(Pointing records)
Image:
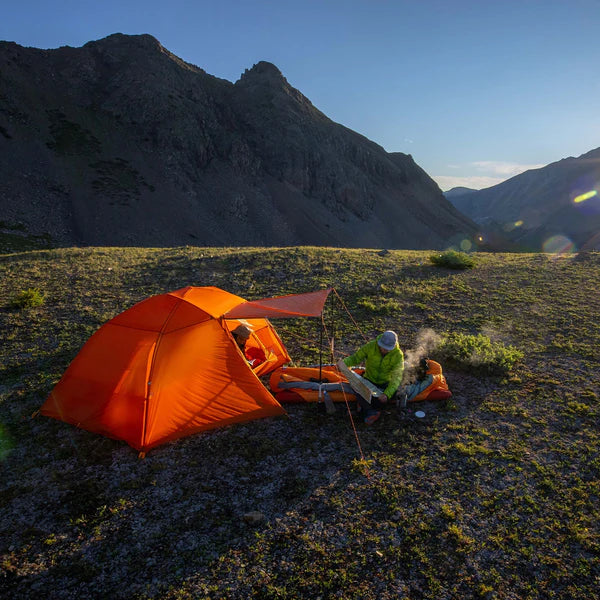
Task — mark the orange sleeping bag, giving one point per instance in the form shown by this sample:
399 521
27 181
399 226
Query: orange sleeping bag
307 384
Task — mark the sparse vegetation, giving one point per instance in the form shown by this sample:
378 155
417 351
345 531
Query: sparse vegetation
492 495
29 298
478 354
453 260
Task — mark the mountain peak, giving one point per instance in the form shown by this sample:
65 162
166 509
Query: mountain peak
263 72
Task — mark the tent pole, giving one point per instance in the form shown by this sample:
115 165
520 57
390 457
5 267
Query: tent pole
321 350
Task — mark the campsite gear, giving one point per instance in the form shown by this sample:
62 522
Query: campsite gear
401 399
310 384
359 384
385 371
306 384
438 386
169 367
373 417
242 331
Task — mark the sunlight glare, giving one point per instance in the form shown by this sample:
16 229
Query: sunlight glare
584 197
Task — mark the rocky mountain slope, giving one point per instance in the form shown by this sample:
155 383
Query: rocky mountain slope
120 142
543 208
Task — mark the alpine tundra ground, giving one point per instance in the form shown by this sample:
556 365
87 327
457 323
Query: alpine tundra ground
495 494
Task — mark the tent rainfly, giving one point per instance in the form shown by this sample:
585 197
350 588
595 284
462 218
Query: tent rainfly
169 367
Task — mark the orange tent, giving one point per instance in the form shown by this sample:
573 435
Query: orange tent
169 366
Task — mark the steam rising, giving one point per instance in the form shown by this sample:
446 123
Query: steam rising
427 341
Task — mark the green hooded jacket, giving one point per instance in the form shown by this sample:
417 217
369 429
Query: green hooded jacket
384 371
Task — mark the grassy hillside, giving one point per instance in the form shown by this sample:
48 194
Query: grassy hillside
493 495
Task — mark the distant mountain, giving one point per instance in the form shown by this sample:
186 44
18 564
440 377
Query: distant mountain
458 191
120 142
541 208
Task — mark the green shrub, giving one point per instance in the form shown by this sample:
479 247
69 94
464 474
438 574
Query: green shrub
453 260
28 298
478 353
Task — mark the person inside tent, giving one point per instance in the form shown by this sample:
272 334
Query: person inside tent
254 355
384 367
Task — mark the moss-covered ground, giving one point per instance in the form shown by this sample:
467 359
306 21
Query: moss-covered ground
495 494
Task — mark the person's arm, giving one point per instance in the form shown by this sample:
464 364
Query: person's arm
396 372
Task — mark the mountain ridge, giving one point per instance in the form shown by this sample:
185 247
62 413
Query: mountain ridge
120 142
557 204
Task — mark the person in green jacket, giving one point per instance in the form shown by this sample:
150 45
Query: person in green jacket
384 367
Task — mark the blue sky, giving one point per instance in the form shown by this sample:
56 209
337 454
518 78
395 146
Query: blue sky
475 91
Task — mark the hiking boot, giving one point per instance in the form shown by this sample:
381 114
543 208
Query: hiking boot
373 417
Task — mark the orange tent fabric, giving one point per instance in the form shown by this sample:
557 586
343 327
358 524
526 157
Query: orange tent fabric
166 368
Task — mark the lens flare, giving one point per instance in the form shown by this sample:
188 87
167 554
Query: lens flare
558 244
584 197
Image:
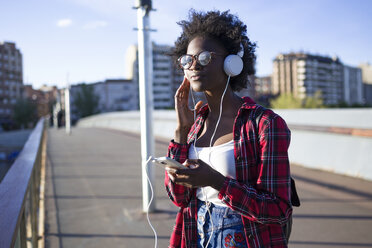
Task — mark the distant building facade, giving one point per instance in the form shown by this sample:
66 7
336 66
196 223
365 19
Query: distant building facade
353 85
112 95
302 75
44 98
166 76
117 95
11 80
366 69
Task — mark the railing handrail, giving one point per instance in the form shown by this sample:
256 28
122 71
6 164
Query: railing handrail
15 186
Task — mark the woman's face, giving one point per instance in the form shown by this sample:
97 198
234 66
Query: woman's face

◆ Your objective: Repeat the records in full, exactly as they appear, without the pictures.

◆ Response:
Image:
Task — mark the orange sleeping bag, giving one point per instance in the form shown by this sample:
399 521
27 181
399 226
Query: orange sleeping bag
307 384
Task — mark the sparse vegetation, giving one point per instance in the form shown by this sample:
378 155
417 351
345 531
Query: sparse vegetation
492 495
29 298
478 354
453 260
Task — mark the mountain peak, giving one point per instance in the form shown by this sample:
65 162
166 509
Query: mountain peak
263 72
Task — mark the tent pole, giving one point per instance in the form shown by this sample:
115 165
520 57
390 457
5 267
Query: tent pole
321 350
Task — mark the campsite gear, giving one point per instance in the form shown by this sample:
62 522
Query: campsite gear
401 399
310 384
359 384
385 371
306 384
438 386
169 367
373 417
242 331
Task — mark the sunlight glare, giving one point per instance in the form shown by this sample:
16 229
Query: sunlight glare
584 197
Task — mark the rocky mountain slope, giving one point per instance in the form shown by this sample:
155 383
Query: rocky mountain slope
120 142
543 208
Task — mark the alpine tundra ground, giving one point per instance in the form shown by this sample:
556 365
87 327
457 323
Query: alpine tundra ground
495 494
Task — mark the tent rainfly, giving one point per instance in the form shown by this sample:
585 197
350 588
595 284
462 218
Query: tent rainfly
169 367
Task — mark the orange tent, giving one point per instance in the form shown by this sample:
573 435
Query: orange tent
169 366
Task — mark the steam rising, giving one point per instance in the form shown by this sample:
446 123
Query: steam rising
427 341
Task — mark the green hooded jacket, giving one point per instance in the form shown by this sample:
417 217
369 429
Query: green hooded jacket
384 371
Task — mark the grassy hillside, giving one point per instance in the form shown by this sample:
48 194
Query: grassy hillside
493 495
Task — mark the distant mountain, giving one point per instance in the form shown by this sample:
186 44
18 564
440 377
Query: distant mountain
458 191
120 142
541 208
Task — mark the green shrub, giving one point per instance in the form shown by this sample:
479 247
69 94
464 474
438 574
Query: green shrub
453 260
28 298
478 353
Task — mark the person inside tent, giving one point per instance in the form shown by this sample:
272 334
Query: person inside tent
254 355
384 367
Task — mark the moss-covered ground, giving one point per instance in the form shown by this sample:
467 359
306 21
Query: moss-covered ground
495 494
Task — mark the person's arm, giving one point per instance in the form shown by this sample:
464 364
Query: person's arm
396 372
Task — mark the mountain ridge, giving one point per instance in the form shown by this sample:
185 247
62 413
Query: mountain ridge
120 142
557 204
Task — mark the person in green jacket, giving one point per instance in the form shown by this sample:
150 45
Query: person in green jacket
384 367
Task — mark the blue sky, giving one point per instance in the form shown by this sample:
56 209
337 454
518 78
395 146
Query: blue sky
475 91
Task — mark the hiking boot, giving one point per instance in the form shown by this sample:
381 114
543 208
Query: hiking boot
373 417
Task — mark the orange tent fabric, giving one point per instance in the form shown by this sample:
557 586
343 327
358 524
526 157
Query: orange tent fabric
166 368
Task — mark the lens flare, giving one point per instance in the form shown by this sample:
188 87
167 554
Query: lens flare
558 244
584 197
Image:
Task — mark the distant building facade, giving one point per instance in the form shown by this sample:
66 7
336 66
196 223
365 19
Query: distant building facade
353 85
112 95
302 75
44 98
166 76
117 95
11 80
366 69
Task — mark the railing handrail, giving one point per instance in the form shown by this sample:
256 28
122 71
6 164
Query: railing handrail
15 186
Task — mark the woman's face, giving one point per instance in the form shown by this sample:
97 198
234 66
Query: woman's face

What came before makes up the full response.